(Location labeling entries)
────
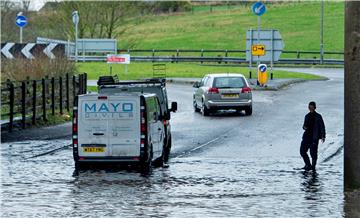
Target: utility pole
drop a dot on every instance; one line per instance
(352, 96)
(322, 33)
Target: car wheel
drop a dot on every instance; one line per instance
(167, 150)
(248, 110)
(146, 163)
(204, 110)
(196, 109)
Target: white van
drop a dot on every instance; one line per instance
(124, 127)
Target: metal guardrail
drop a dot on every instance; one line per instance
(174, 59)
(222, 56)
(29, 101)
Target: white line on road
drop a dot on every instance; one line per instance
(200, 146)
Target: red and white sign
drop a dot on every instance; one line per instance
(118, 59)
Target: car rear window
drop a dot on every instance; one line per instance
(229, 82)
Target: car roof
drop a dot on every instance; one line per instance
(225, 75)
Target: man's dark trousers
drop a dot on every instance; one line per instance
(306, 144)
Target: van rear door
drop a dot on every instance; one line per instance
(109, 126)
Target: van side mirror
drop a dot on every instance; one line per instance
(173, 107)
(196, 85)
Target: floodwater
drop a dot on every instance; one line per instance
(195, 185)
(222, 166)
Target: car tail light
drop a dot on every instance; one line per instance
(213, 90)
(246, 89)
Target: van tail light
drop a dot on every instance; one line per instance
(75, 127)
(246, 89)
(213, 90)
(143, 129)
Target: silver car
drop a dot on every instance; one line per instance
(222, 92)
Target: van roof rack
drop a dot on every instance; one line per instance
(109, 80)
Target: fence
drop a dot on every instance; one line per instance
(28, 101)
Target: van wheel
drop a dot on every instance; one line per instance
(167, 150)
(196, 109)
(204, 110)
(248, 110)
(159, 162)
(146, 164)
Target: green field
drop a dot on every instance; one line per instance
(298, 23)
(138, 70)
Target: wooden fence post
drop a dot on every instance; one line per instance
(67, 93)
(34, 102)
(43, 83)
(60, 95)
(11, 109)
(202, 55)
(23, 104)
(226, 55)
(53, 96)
────
Rewrite all the entries with "drop a dot" swapped for "place a point" and everything else unchanged. Leave out the pictures.

*Response*.
Target: utility pole
place a point on every instance; one line per instance
(352, 96)
(322, 33)
Target: car wheel
place a point on every instance; one line per instance
(167, 150)
(248, 110)
(146, 163)
(204, 110)
(196, 109)
Target: white van
place a point on every instance; one line per instance
(124, 127)
Target: metal guardrail
place a point on every instance; one line per instance
(174, 59)
(222, 56)
(29, 101)
Target: white line on road
place a point on every instance; one line per instance
(200, 146)
Target: red and white sign
place a point on every instance; one line per instance
(118, 59)
Target: car rear window
place a point on every instance; one line per instance
(229, 82)
Target: car roof
place a point on every instance; one line per instance
(225, 75)
Target: man's dark trousers
place a point on every instance; one line per instance
(306, 144)
Target: van rear door
place a point on every instance; one line per instance
(109, 126)
Target: van side mirror
place a point on every instance; one line per instance
(173, 107)
(196, 85)
Target: floodwater
place a point on every instance; one line per instance
(195, 185)
(222, 166)
Target: car tail light
place a point on every instance; one line per instance
(213, 90)
(246, 89)
Target: van tail light
place a point on every instance; one line per instance
(75, 127)
(246, 89)
(213, 90)
(143, 129)
Target: silver car
place a point on every instance; one line per instance
(222, 92)
Target: van roof rack
place a point on every instance; one line per instance
(109, 80)
Target: fence
place a point on every instance; one line per instance
(28, 101)
Target: van wheel
place a point on every instance; one line per instance
(167, 150)
(196, 109)
(204, 110)
(248, 110)
(159, 162)
(146, 164)
Target: green field
place a point on every instance; one line per instance
(298, 23)
(138, 70)
Target: wooden fence post
place a point on every instance; one line per instance
(67, 93)
(34, 102)
(43, 83)
(60, 95)
(11, 109)
(202, 55)
(23, 104)
(226, 55)
(53, 96)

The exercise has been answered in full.